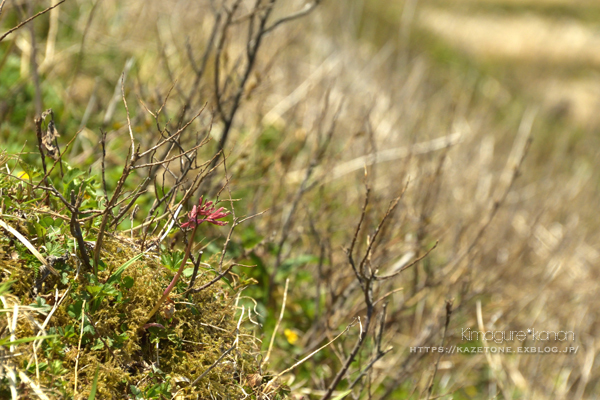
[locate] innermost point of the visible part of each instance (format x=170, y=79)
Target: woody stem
x=174, y=281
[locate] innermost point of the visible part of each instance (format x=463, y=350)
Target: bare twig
x=29, y=19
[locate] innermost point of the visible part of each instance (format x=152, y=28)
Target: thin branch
x=28, y=19
x=287, y=281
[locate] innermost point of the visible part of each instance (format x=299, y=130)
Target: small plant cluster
x=95, y=310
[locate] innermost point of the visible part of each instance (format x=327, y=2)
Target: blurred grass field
x=429, y=100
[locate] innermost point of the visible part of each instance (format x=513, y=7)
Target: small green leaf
x=128, y=282
x=6, y=342
x=342, y=395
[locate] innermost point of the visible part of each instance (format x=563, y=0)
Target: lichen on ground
x=186, y=338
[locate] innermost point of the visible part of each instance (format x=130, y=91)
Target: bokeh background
x=433, y=101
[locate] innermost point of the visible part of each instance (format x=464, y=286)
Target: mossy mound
x=97, y=321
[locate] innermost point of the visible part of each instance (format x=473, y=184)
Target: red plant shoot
x=201, y=213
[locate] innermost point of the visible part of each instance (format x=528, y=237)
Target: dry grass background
x=419, y=114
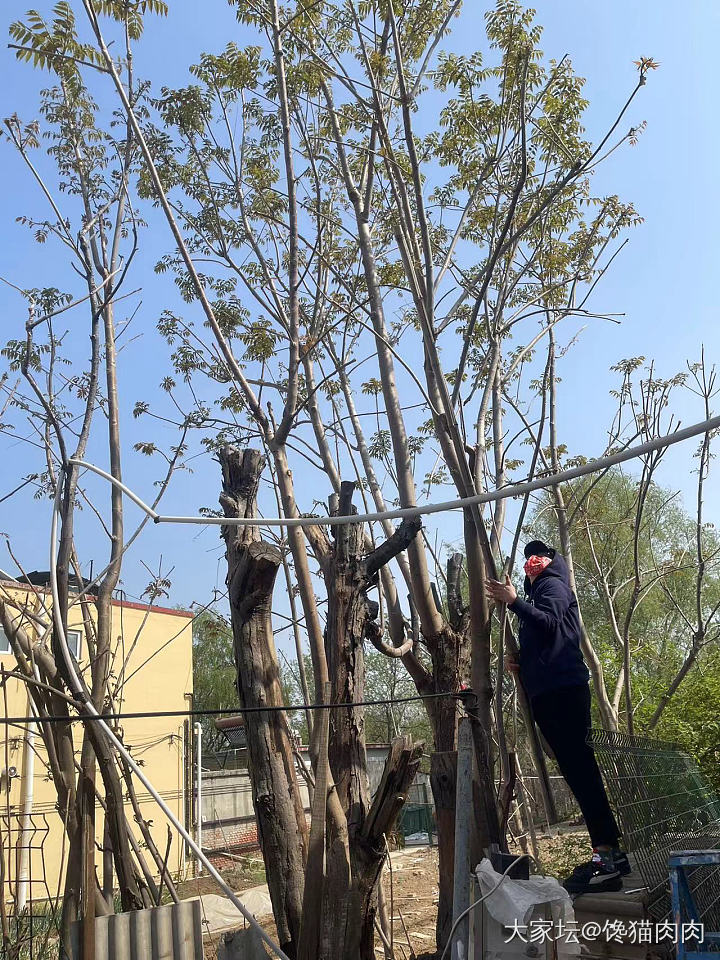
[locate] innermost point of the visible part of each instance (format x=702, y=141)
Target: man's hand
x=501, y=592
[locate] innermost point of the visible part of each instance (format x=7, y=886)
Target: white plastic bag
x=515, y=901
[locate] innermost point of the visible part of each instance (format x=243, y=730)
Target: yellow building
x=152, y=653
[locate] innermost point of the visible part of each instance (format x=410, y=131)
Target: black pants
x=563, y=716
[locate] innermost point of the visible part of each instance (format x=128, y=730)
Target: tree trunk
x=252, y=568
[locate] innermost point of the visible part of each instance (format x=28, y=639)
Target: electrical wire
x=502, y=493
x=219, y=711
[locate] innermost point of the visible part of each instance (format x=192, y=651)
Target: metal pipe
x=463, y=820
x=512, y=490
x=26, y=805
x=198, y=789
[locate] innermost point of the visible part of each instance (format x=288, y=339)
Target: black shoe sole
x=610, y=885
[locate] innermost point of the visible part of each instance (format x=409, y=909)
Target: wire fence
x=663, y=804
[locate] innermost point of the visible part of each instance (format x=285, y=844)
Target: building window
x=74, y=637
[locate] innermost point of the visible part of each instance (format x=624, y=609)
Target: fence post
x=198, y=790
x=463, y=824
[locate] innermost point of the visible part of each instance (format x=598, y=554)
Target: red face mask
x=535, y=565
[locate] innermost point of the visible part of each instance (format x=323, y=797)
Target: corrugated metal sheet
x=172, y=932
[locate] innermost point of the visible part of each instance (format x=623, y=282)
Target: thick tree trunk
x=252, y=568
x=350, y=911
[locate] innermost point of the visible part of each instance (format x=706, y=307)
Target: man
x=556, y=679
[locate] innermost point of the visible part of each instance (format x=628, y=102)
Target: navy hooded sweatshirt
x=550, y=655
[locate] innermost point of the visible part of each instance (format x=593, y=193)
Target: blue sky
x=664, y=281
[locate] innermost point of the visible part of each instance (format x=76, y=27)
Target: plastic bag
x=515, y=901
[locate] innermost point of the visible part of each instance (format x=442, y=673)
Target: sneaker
x=621, y=862
x=596, y=876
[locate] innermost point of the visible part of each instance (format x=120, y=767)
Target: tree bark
x=252, y=568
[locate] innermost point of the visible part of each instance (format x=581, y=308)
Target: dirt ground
x=411, y=888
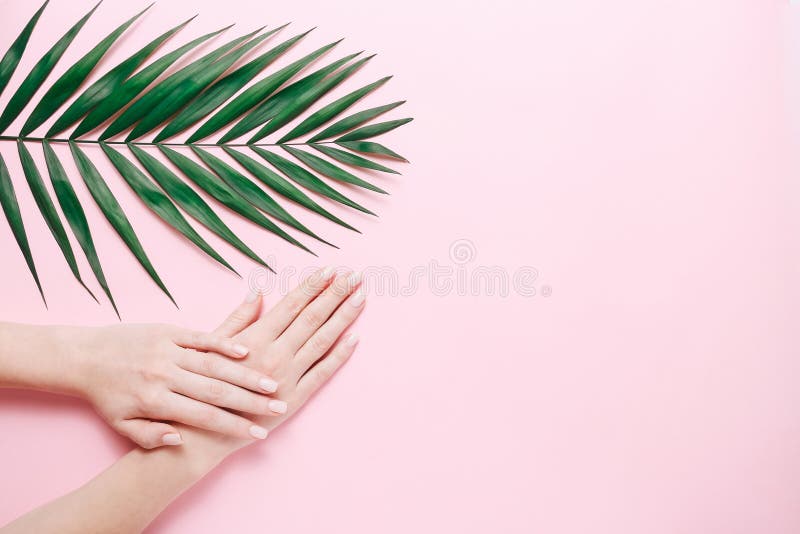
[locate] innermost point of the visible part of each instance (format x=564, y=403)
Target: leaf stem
x=143, y=143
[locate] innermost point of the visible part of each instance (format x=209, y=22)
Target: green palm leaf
x=159, y=203
x=191, y=202
x=73, y=212
x=48, y=211
x=329, y=169
x=8, y=200
x=107, y=86
x=39, y=73
x=63, y=88
x=218, y=93
x=11, y=59
x=351, y=159
x=220, y=89
x=108, y=204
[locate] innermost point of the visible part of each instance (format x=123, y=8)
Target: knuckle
x=208, y=365
x=295, y=306
x=216, y=389
x=208, y=418
x=238, y=317
x=319, y=375
x=196, y=339
x=311, y=319
x=259, y=405
x=148, y=400
x=320, y=342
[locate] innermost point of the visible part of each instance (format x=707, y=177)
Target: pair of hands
x=242, y=380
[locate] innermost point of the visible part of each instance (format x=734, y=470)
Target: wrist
x=76, y=360
x=44, y=358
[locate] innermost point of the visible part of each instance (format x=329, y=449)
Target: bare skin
x=300, y=343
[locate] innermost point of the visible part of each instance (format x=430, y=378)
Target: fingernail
x=326, y=273
x=278, y=406
x=171, y=439
x=351, y=340
x=268, y=385
x=358, y=298
x=258, y=432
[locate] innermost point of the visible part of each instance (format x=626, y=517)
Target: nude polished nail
x=171, y=439
x=268, y=385
x=358, y=298
x=351, y=340
x=258, y=432
x=278, y=406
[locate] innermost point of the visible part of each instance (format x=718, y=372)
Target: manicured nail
x=351, y=340
x=268, y=385
x=278, y=406
x=358, y=298
x=171, y=439
x=258, y=432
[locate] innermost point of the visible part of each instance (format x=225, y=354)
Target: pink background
x=637, y=154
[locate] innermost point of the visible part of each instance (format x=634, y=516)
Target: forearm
x=130, y=494
x=45, y=358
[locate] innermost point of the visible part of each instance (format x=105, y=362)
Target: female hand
x=300, y=343
x=136, y=376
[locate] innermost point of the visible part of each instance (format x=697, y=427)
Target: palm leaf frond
x=226, y=95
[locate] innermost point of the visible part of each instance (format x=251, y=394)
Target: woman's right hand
x=138, y=376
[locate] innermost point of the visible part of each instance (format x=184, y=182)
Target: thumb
x=149, y=434
x=243, y=316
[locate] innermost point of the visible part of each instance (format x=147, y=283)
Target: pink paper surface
x=630, y=163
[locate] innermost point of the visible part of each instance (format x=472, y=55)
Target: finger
x=316, y=377
x=189, y=339
x=243, y=316
x=290, y=306
x=317, y=312
x=191, y=412
x=322, y=340
x=225, y=395
x=214, y=366
x=148, y=434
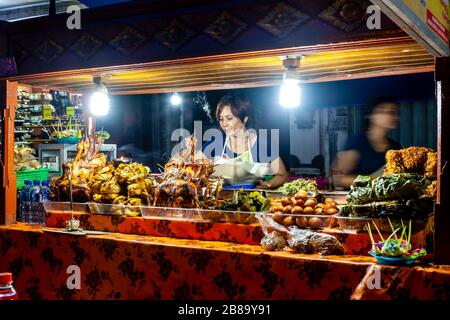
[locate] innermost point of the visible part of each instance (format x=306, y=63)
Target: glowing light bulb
x=175, y=99
x=290, y=93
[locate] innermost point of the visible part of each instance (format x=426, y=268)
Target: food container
x=113, y=209
x=64, y=207
x=353, y=224
x=208, y=215
x=359, y=224
x=67, y=140
x=304, y=221
x=170, y=213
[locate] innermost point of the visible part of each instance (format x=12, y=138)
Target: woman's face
x=385, y=116
x=230, y=123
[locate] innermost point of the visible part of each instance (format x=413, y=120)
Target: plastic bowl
x=393, y=261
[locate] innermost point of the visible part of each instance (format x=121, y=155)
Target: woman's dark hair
x=374, y=105
x=238, y=103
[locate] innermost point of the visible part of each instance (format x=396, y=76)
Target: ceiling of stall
x=248, y=69
x=14, y=10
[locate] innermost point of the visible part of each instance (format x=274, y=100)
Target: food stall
x=139, y=240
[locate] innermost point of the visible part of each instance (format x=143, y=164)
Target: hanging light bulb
x=175, y=100
x=99, y=101
x=290, y=93
x=290, y=90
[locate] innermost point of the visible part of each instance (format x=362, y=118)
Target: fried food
x=418, y=160
x=186, y=183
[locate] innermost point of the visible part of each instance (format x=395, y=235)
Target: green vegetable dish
x=291, y=188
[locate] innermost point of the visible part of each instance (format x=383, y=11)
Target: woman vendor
x=365, y=153
x=241, y=146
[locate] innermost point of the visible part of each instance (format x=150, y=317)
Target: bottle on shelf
x=25, y=202
x=35, y=202
x=7, y=291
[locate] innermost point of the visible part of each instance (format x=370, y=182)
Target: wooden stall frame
x=8, y=104
x=442, y=209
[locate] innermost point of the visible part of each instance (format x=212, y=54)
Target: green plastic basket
x=33, y=174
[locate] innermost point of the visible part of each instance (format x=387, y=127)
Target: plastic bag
x=299, y=240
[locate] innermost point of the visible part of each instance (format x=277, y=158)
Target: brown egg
x=315, y=223
x=278, y=217
x=286, y=202
x=301, y=195
x=288, y=221
x=332, y=204
x=299, y=203
x=311, y=203
x=308, y=210
x=297, y=210
x=318, y=210
x=332, y=211
x=301, y=222
x=276, y=207
x=287, y=209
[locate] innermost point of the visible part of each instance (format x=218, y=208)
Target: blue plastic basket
x=393, y=261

--- --- ---

## Aim
Set out the part of the items that opens with the line containing "(format x=563, y=0)" and closes with the line containing "x=97, y=321", both lines included, as a Markdown table with the columns Row and Line. Number each line in order under Row, and leave out any blank lines.

## Final result
| Row | Line |
|---|---|
| 1 | [locate] innermost point of the visible part of each instance (format x=563, y=0) |
| 2 | Target: lichen on ground |
| 3 | x=186, y=338 |
| 4 | [locate] innermost point of the visible part of each instance (format x=130, y=91) |
| 5 | Target: bokeh background |
| 6 | x=433, y=101 |
| 7 | [locate] innermost point of the visible part of each instance (format x=464, y=286) |
| 8 | Target: mossy mound |
| 9 | x=97, y=321 |